Stored data:

┌────────

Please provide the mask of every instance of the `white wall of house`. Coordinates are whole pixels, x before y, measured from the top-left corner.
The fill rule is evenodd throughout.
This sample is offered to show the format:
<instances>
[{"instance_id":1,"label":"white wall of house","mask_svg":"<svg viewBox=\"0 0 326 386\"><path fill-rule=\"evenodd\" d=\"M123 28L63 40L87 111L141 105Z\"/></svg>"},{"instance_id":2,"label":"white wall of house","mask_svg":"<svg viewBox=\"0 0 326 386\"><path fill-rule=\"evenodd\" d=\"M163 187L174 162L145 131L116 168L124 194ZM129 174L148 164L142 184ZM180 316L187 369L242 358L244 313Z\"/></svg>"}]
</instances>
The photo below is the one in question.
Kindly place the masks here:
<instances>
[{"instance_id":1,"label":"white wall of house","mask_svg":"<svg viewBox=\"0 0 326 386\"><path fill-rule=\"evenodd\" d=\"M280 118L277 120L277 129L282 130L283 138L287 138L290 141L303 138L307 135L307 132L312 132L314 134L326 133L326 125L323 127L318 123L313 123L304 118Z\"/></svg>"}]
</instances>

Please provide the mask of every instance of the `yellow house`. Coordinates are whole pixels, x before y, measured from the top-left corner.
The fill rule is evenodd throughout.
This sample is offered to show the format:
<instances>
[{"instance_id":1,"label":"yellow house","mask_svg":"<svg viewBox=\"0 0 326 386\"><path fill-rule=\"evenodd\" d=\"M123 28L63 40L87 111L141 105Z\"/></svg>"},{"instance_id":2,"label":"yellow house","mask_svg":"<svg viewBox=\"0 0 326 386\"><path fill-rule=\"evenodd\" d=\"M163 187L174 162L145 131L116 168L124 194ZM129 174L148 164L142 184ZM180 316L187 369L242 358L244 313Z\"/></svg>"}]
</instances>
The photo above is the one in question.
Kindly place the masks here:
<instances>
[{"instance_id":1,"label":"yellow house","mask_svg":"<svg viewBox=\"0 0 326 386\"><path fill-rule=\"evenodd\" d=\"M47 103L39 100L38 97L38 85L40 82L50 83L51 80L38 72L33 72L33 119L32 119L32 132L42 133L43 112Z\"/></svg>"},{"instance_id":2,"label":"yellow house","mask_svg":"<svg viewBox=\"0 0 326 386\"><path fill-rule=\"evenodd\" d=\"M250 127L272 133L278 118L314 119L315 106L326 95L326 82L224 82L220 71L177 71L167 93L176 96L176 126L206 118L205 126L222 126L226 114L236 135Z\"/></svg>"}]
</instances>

└────────

> PROBLEM REQUIREMENTS: What lines in the data hold the word "Please"? Return them.

> COMPLETED EXERCISE:
Please provide the mask of every instance of the `white wall of house`. Coordinates are whole pixels, x before y, measured from the top-left corner.
Please provide the mask of every instance of the `yellow house`. Coordinates are whole pixels, x before y, measured from the top-left corner.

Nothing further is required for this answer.